#### GIVEN TEXT ####

I shot a band series years ago, got each to play a 45 min set, and I picked the best 23 for the show. Had to bring in a good sound guy who mixed for TV, not a crowd (very different worlds). Used house lights, shot in the afternoon with no crowds. Some days were brutal long (4 hours) because of sound issues within the band, retakes.. one manager asked that we not air the show because his singer wasn't on her game, and it was a shameful performance. Jerked us around with payment too. No love for him.

Due to budget issues with time and people, there was just me (producer/shooter/editor), another camera guy and our sound guy (who also fooled around with the house lighting).

There was no communication between the two camera ops (just didn't have access to that sort of gear back in those days), so each of us shot very fluid shots, and made eye contact now and then to allow the other guy a chance to move to a new shot. (we couldn't hear **** up there, I'm no fan of loud music... ), and a cabled intercom wasn't possible with all the gear around.

I then took the two tapes , put them in A & B, synced them up with time code and rolled them through a switcher. I was accurate about 99% with my transitions. If I made a mistake, I started the song over again and just had a good memory for when I needed to switch cameras.

This was actually the quickest way to turn the project around, even when I had to re-do several songs. We had a very early Avix Xpress at the time, and it wasn't worth the time (not to mention the precious hard drive space) to put the show together on NLE.

The short demo tape is almost it's own special shoot, because you'll want to make sure the clips shown in there are bang-on perfect.. that means multiple takes and multiple angles, staging... you can't do that level of prep for the whole show. Not without spending time & money.

Client needs to know that given a low figure, they'll get what they get, warts and all. Just to save your sanity, budget in a 3rd camera that gets the wide shot of the performance... it's your safety shot to use when the 2 other cameras are both shooting the floor. When ever I shoot something of a "once only, get it as it happens" , I like to have a cover camera going just in case I need to dramatically alter my main shot. It's saved me in editing more than once.

#### DATA ROWS ####

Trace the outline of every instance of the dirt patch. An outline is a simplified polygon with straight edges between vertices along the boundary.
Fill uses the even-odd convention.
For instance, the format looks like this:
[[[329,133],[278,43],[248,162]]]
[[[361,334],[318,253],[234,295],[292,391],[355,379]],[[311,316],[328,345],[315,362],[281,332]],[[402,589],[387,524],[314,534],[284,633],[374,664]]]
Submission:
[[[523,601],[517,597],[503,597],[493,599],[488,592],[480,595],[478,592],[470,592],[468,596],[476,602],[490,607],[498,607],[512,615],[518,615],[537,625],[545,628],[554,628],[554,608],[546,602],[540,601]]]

####

* _WORK REQUIRED_:
In the band-shoot account, what did the writer use to sync the two camera tapes before rolling them through a switcher?

* _EXERCISE RESPONSE_:
Time code.